[Dataset excerpts — start]
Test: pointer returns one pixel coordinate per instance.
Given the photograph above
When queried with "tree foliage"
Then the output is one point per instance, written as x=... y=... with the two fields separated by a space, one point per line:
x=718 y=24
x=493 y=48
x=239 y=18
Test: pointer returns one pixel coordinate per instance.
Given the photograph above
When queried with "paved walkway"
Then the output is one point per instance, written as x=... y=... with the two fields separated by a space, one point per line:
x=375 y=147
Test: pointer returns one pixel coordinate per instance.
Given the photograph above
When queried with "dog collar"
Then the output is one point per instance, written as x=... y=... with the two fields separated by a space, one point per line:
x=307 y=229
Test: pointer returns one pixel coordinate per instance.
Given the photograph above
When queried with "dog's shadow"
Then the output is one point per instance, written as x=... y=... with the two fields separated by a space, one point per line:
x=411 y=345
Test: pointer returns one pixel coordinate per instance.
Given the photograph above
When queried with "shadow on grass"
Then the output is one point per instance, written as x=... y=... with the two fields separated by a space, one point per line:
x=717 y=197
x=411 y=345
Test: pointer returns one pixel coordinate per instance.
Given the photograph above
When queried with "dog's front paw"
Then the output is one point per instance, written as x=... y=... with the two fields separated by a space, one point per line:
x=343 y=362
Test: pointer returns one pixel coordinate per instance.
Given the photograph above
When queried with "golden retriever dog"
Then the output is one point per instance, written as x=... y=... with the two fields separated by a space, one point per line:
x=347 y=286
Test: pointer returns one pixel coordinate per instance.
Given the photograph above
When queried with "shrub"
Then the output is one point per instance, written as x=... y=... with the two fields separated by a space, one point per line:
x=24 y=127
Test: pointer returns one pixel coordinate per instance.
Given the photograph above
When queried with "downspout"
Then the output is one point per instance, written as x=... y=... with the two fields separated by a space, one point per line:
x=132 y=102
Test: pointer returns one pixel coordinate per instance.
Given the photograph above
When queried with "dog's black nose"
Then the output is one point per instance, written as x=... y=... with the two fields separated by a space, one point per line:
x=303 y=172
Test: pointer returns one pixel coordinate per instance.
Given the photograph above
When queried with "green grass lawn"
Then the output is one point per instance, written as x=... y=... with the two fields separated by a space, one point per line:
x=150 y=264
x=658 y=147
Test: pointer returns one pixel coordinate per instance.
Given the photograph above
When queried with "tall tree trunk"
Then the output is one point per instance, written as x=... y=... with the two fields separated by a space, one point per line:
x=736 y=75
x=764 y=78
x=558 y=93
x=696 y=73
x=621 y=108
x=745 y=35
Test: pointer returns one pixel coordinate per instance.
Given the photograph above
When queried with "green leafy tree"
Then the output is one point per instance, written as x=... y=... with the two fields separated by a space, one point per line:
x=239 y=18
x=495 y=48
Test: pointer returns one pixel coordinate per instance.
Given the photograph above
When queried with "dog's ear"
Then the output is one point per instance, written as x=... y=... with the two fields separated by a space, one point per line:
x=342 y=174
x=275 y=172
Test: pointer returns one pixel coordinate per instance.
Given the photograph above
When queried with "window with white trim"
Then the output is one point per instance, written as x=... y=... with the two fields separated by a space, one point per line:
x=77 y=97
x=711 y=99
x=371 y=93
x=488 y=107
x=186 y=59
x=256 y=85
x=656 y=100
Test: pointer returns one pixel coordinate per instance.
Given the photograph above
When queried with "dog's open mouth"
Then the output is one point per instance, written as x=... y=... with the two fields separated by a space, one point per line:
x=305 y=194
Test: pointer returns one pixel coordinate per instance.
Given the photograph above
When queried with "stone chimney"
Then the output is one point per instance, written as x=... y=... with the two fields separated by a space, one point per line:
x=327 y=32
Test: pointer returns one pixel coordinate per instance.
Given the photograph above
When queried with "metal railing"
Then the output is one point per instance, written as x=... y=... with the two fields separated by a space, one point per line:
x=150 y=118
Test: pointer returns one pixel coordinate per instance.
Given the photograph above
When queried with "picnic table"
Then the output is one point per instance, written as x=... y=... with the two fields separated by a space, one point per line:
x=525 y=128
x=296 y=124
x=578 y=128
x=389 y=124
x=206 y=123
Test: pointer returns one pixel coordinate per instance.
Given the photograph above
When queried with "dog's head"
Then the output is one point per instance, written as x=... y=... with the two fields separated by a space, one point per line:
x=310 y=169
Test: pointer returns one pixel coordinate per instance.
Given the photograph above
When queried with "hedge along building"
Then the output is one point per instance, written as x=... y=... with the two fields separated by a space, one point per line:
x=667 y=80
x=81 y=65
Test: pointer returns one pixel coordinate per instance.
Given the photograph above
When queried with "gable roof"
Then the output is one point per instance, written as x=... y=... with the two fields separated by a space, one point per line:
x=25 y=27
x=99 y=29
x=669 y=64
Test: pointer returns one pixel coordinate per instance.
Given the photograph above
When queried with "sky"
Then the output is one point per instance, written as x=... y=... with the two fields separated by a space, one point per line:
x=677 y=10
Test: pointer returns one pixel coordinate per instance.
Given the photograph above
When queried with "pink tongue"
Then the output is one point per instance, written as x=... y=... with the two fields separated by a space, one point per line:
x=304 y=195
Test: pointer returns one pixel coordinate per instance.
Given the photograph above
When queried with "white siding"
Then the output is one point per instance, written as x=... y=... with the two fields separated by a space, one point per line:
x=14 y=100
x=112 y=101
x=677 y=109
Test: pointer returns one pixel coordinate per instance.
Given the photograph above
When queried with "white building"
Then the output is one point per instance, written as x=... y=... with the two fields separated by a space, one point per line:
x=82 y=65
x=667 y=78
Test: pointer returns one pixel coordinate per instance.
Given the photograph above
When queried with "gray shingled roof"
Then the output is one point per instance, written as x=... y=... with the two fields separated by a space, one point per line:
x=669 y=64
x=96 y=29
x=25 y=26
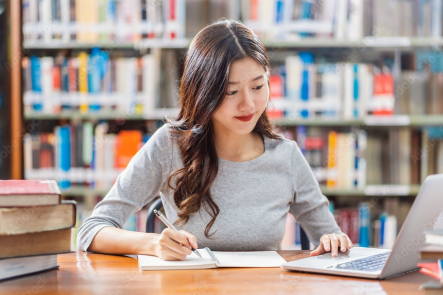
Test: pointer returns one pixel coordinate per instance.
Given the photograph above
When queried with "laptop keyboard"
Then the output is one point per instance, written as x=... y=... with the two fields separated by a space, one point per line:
x=371 y=263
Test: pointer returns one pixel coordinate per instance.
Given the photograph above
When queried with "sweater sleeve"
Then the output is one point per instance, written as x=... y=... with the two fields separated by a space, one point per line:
x=136 y=185
x=310 y=207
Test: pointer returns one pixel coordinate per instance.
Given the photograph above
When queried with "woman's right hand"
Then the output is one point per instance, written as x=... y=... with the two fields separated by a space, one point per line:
x=172 y=245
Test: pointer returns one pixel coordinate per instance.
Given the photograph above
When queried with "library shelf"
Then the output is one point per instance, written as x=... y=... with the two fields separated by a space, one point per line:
x=370 y=190
x=367 y=42
x=159 y=114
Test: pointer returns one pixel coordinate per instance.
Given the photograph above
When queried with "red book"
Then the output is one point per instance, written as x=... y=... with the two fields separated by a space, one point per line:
x=430 y=269
x=275 y=93
x=20 y=193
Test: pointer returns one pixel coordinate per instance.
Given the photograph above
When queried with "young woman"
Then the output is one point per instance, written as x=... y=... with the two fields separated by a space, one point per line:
x=228 y=180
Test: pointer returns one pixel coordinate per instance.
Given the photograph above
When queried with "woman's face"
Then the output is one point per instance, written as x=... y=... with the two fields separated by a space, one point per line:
x=245 y=99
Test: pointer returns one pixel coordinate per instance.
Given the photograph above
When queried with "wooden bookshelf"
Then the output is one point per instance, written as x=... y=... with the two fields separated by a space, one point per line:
x=16 y=96
x=370 y=190
x=158 y=114
x=404 y=43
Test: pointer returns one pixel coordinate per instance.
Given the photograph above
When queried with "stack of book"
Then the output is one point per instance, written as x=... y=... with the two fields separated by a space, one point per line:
x=34 y=226
x=432 y=256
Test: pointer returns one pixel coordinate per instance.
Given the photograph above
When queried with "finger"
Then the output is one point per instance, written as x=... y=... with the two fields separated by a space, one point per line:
x=326 y=242
x=191 y=239
x=172 y=256
x=343 y=242
x=176 y=247
x=334 y=244
x=350 y=245
x=178 y=237
x=318 y=251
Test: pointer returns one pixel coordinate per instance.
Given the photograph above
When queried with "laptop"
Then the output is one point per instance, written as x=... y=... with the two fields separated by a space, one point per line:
x=377 y=263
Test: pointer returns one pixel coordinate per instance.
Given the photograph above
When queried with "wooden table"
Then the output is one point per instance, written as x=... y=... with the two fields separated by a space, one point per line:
x=82 y=273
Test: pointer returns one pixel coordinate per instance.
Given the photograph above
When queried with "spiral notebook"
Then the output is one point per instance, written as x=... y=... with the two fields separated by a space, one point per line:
x=214 y=259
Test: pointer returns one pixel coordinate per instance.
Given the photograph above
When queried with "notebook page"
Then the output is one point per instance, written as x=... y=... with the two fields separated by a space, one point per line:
x=192 y=261
x=249 y=259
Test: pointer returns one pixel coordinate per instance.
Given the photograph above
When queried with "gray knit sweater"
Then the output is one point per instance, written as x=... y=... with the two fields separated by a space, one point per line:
x=254 y=197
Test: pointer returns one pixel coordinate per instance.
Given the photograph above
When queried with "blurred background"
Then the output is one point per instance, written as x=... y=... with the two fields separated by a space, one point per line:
x=357 y=83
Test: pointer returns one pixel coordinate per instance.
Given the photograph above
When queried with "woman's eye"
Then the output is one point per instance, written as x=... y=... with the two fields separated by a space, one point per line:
x=234 y=92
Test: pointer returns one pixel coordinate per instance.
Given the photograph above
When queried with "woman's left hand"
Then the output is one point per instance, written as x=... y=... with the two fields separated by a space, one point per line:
x=332 y=242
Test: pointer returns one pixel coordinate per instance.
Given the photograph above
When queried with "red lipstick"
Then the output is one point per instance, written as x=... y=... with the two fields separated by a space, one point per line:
x=245 y=118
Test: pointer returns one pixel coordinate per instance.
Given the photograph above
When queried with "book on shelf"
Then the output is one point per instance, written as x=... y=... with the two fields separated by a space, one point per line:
x=342 y=19
x=81 y=153
x=96 y=82
x=95 y=21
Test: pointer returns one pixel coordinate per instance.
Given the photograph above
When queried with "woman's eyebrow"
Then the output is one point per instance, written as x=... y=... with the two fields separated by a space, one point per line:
x=256 y=78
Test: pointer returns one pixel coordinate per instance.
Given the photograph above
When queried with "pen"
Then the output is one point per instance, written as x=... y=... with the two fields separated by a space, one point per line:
x=171 y=226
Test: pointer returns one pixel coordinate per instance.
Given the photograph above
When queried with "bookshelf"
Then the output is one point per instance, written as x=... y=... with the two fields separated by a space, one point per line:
x=394 y=49
x=404 y=43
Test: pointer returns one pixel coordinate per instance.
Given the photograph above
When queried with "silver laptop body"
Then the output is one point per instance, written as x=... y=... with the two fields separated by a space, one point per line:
x=404 y=255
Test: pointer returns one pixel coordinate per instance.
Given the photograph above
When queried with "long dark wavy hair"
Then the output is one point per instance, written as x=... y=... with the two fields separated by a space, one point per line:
x=202 y=91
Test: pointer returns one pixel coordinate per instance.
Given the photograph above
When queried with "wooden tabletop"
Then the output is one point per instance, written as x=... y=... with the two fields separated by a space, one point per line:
x=82 y=273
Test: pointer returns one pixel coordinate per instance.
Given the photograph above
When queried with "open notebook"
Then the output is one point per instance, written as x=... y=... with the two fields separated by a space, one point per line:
x=214 y=259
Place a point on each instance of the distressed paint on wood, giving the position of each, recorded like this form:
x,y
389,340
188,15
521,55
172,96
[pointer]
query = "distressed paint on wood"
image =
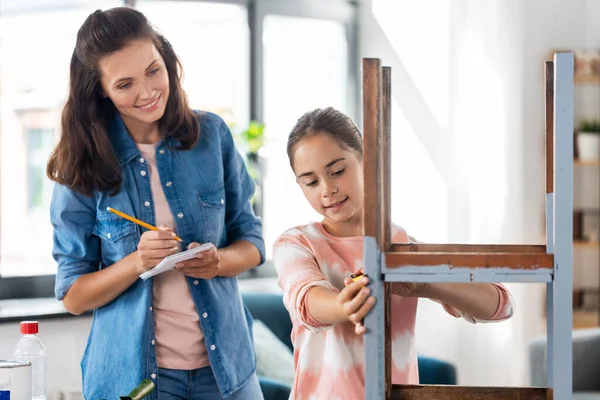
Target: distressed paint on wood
x,y
377,349
372,129
466,248
471,260
562,302
437,392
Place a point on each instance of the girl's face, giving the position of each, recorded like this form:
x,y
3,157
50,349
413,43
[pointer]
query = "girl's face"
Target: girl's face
x,y
135,78
330,177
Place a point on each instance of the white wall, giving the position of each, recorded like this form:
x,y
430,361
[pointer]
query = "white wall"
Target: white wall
x,y
468,128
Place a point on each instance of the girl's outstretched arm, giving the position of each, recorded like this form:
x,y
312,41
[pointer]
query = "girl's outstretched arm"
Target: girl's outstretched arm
x,y
481,301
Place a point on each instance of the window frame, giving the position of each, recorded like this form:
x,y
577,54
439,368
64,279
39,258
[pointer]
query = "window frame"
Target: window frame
x,y
345,11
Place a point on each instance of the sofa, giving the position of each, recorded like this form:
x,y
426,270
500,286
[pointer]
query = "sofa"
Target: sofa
x,y
586,363
268,309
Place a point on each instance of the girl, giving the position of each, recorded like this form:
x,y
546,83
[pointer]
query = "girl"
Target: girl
[Dataset excerpts — finish]
_What to work on_:
All lines in the entries above that include "roof" should be found and copied.

_Task response_:
When queried with "gable roof"
When queried with "gray shingled roof"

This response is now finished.